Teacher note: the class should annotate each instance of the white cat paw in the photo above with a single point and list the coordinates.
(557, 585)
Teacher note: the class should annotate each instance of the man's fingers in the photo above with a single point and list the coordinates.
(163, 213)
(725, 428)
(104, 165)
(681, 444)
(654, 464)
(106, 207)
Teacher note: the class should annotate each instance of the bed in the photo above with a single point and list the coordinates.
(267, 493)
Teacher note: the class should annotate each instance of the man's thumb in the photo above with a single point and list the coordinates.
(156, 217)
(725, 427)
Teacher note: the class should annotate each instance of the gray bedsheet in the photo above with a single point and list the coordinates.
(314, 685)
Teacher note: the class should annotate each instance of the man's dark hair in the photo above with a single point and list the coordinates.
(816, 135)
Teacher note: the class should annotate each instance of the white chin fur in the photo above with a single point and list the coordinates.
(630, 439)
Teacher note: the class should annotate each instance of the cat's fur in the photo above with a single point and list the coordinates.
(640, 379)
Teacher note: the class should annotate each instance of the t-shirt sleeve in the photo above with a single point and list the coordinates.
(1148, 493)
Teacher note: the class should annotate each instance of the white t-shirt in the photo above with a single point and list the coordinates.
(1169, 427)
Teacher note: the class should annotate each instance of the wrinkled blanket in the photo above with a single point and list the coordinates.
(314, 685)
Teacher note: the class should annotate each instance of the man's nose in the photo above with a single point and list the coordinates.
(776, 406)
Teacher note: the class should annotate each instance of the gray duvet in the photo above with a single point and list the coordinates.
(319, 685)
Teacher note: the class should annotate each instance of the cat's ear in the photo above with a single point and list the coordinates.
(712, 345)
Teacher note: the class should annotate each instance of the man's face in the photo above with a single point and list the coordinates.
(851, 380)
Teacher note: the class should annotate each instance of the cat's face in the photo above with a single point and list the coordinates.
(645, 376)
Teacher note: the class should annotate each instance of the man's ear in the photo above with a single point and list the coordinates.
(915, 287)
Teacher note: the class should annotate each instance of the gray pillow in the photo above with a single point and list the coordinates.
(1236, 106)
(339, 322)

+--

**PROMPT:**
Please give back all of the records exactly as written.

**ANSWER FOR THIS EXERCISE:**
Teacher note: the class should annotate each instance of the white cat paw in the photo above with a single point and list the coordinates.
(557, 585)
Teacher note: the class should annotate each instance of the man's fingers in the photo above with a single point and list the coordinates.
(163, 213)
(725, 428)
(104, 165)
(681, 444)
(654, 464)
(106, 207)
Teacher note: the class should annotate each instance of the bed in the photo above with a single point and list the coordinates.
(267, 493)
Teacher note: the class should annotate each instance of the man's thumb in the photo above with a single point and list the coordinates.
(156, 217)
(725, 427)
Teacher note: the class should annotate each instance of the gray bedsheet in the photo above with a single point and list the coordinates.
(314, 685)
Teacher note: the class should annotate each instance of the man's dark hair in the photo above with a single point and list the coordinates.
(816, 135)
Teacher note: the class should annotate each instance of the white chin fur in the photo above with a single point and list the coordinates.
(630, 439)
Teacher note: the class should annotate each instance of the cat's fur in the photo above with a single point and list the coordinates.
(640, 379)
Teacher note: the class should annotate each instance of the t-shirt sleeve in the photo above with a single point and list the coordinates.
(1148, 493)
Teacher note: the class should annotate each instance of the white t-shirt in the photo above with a single point and list the coordinates.
(1169, 427)
Teacher note: the class should annotate each instance of the wrinkled blanket in the photo above with a single point and list the coordinates.
(314, 685)
Teacher note: the class should annotate each instance of the man's nose in the photo above with a single point and list the coordinates.
(776, 406)
Teacher note: the class should annotate each instance of the gray duvet in the photo above with a single point and list the coordinates.
(319, 685)
Teacher note: the class should annotate each instance of the cat's ear in the photo above with a single point and list the coordinates.
(712, 345)
Teacher note: the class should annotate each instance of the man's face in the photo above with a single point and list the coordinates.
(851, 380)
Teacher note: the class should annotate each instance of the cat's face in the photo above with a single point and list the coordinates.
(645, 376)
Teacher note: the class should annotate each instance of the man's ear in the photo above with a single point and list the coordinates.
(915, 287)
Teacher note: the class should annotate each instance of the gray pillow in the photo above with a single point and list the coordinates.
(1236, 106)
(339, 322)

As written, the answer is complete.